**Verilen Metin**
______

Fenerbahçe aynı!

Haberin Devamı ›
Geçtiğimiz sezon 22. hafta puan cetveli...
Fenerbahçe, Lider...
22 maçta 15 galibiyet, 3 beraberlik, 4 mağlubiyet almış.
49 gol atmış, 26 yemiş; 48 puan toplamış.
Galatasaray, 2. sırada...
22 maçta 12 galibiyet, 8 beraberlik, 2 mağlubiyet almış.
40 gol atmış, 19 gol yemiş; 44 puan toplamış.
Beşiktaş, 3. sırada...
22 maçta 12 galibiyet, 6 beraberlik, 4 mağlubiyet almış.
39 gol atmış, 22 yemiş; 42 puan toplamış.
Geçelim bu sezon 22. hafta oluşan puan cetveline...
Galatasaray, Lider...
22 maçta 16 galibiyet, 3 beraberlik, 3 mağlubiyet almış.
41 gol atmış, 25 yemiş; 51 puan toplamış.
Beşiktaş, 2. sırada...
22 maçta 15 galibiyet, 3 beraberlik, 4 mağlubiyet almış.
36 gol atmış, 22 yemiş; 48 puan toplamış.
Fenerbahçe, 3. sırada...
22 maçta 14 galibiyet, 5 beraberlik, 3 yenilgi almış.
37 gol atmış, 17 yemiş; 47 puan toplamış.

______

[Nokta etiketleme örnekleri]
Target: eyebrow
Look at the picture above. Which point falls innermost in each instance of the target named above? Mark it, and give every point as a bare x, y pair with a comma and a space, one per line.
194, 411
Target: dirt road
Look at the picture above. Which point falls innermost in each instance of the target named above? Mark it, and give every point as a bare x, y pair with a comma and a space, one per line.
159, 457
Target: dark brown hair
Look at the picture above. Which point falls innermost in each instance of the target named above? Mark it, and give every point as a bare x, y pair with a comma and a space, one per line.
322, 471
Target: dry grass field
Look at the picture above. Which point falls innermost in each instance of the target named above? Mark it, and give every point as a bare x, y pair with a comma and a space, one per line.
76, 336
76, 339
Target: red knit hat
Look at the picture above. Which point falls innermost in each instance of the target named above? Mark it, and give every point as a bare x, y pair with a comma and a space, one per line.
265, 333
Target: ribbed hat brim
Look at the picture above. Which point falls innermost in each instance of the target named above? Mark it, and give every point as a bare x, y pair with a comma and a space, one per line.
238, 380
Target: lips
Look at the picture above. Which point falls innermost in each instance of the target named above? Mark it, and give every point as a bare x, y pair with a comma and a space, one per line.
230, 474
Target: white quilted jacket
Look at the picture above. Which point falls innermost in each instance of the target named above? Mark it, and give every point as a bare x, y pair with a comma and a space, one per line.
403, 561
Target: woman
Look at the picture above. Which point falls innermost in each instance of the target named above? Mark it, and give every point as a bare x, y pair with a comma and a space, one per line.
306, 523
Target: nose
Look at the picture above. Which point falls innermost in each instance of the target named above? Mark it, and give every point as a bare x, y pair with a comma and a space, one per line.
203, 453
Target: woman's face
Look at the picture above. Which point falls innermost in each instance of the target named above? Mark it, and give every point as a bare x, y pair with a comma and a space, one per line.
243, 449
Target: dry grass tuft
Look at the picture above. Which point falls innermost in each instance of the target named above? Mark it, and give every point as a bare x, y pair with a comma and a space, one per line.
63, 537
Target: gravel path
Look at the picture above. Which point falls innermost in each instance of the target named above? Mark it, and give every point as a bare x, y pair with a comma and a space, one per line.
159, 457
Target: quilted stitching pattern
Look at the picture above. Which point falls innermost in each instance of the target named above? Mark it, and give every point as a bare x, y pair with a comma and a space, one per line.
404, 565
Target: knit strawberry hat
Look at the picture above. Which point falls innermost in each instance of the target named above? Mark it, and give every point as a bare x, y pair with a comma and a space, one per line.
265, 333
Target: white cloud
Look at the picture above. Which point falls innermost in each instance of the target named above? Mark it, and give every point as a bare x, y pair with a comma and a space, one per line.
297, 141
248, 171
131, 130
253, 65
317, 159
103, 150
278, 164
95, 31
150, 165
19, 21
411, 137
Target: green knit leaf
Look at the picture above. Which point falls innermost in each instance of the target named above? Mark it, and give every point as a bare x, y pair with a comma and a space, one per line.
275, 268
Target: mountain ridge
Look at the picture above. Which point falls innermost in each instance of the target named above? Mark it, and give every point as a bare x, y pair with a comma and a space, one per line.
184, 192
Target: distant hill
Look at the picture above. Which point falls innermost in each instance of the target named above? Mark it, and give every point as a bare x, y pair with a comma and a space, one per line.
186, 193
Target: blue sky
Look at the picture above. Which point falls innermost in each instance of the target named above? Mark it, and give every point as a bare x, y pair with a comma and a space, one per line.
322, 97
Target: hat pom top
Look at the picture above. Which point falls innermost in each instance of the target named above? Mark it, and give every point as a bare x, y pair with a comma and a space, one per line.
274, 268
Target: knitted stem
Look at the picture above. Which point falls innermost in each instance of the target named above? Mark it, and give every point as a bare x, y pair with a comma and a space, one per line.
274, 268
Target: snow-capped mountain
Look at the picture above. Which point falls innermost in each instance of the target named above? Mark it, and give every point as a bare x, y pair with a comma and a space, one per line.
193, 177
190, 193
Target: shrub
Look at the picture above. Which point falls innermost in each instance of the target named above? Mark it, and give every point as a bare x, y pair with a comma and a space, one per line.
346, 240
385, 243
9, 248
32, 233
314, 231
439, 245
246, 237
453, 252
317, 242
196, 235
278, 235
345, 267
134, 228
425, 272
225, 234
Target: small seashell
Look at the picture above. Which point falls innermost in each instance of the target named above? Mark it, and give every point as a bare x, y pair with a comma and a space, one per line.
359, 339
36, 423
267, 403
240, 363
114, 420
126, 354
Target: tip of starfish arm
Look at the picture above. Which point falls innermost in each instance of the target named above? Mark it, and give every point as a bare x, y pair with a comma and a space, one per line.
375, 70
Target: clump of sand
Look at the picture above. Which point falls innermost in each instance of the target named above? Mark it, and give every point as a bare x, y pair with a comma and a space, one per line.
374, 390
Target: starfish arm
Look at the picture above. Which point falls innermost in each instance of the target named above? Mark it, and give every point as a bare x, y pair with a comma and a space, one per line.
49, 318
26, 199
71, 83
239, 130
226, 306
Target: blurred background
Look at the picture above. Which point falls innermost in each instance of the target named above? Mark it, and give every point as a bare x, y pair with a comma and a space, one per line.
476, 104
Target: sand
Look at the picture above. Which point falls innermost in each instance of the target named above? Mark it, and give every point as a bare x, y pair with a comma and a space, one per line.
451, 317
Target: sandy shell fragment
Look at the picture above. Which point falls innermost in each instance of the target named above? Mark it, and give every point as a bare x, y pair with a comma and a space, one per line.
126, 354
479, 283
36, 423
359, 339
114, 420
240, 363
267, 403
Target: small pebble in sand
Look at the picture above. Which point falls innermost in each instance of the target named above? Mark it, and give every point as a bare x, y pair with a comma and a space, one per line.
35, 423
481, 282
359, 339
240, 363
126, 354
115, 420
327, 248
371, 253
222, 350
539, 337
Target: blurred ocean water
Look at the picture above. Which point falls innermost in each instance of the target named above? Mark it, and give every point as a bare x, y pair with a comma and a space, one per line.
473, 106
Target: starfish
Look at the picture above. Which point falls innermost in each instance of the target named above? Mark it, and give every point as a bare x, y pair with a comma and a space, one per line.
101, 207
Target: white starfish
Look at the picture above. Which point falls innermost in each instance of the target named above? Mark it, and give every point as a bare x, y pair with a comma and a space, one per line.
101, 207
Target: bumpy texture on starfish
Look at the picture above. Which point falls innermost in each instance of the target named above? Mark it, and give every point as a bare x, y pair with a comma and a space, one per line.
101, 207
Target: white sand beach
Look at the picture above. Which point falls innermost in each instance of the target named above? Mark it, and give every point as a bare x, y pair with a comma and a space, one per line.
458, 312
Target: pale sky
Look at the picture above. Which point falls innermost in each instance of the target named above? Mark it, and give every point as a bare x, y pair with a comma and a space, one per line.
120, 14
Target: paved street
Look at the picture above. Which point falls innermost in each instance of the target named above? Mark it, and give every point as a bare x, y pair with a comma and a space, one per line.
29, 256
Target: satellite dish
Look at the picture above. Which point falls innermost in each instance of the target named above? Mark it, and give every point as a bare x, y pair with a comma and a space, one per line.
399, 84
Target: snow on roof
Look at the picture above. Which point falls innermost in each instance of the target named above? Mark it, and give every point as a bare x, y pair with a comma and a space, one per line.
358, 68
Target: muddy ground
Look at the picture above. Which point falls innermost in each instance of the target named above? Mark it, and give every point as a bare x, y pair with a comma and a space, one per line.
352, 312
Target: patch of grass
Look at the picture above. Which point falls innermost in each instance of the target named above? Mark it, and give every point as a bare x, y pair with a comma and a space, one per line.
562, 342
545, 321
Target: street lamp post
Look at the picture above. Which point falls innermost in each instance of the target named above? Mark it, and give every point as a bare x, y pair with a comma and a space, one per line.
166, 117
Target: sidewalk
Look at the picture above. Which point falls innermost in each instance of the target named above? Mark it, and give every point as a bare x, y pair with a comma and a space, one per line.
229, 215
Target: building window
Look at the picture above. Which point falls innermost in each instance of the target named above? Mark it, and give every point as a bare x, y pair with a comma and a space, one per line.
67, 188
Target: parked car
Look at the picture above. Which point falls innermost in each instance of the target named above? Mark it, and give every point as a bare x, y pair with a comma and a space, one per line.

______

**Alıştırma Koşulları**
• A. "mountain" sözcüğünün geçtiği satırların sayısını belirt; yalnızca sayıyı yaz.
• B. Puan durumu metnini kaldığı yerden sürdür.
Puan durumu metniyle satırlar arasında bir bağlantı yok.

**Görev Sonuçları**
• A. 2

• B.
Kimin artıları fazla, kimin eksileri artmış...
Bakalım!
Fenerbahçe...
1 maç az kazanmış, 2 maç fazladan berabere kalmış, 1 maç az kaybetmiş!
12 gol az atmış, 9 gol az yemiş; sadece 1 puan eksiği var!
Galatasaray...
4 maç fazla kazanmış, 5 maç az beraberlik almış, 1 maç fazla kaybetmiş!
1 gol fazla atmış, 6 gol fazla yemiş, 7 puan fazlası var!
Beşiktaş...
3 maç fazla kazanmış, 3 maç az berabere kalmış, aynı sayıda yenilgi almış.
3 gol az atmış, aynı sayıda gol yemiş, 6 puan fazlası var.
Şimdi tüm spor kamuoyu; “Fenerbahçe ne kadar kötü”, “Nerede Ersun Yanal’ın takımı” falan diyor; ama rakamlar ortada işte...
Geçtiğimiz sezona oranla, sadece 1 puan geride Fenerbahçe...
Fenerbahçe’nin performansı değil; Galatasaray ile Beşiktaş’ın performansı değişen aslında...
Şu anki Lider olan Galatasaray 7, İkinci olan Beşiktaş 6 puan fazla toplamış...
Bu durumu; ‘önde giden’ değil, ‘geride kalan’ üzerinden yorumlamamızın nedeni; toplum olarak ‘negatif’likten besleniyor olmamız...
Hayatımızın her alanında böyle değil mi zaten!
Dünya Üçüncüsü olduk; “Hiç Avrupa takımı elemedik ki” dedik.
UEFA Kupası’nı kazandık; “Ama Arsenal finalde 20 yapardı, olmadı” dedik.
Olimpiyat Şampiyonu olduk; “Kız kesin doping yaptı” dedik.
Adam gece gündüz çalışır, zengin olur; “Kesin gömü buldu” deriz.
Güzel kız, çirkin erkekle evlenir; “Para nelere kadir” deriz.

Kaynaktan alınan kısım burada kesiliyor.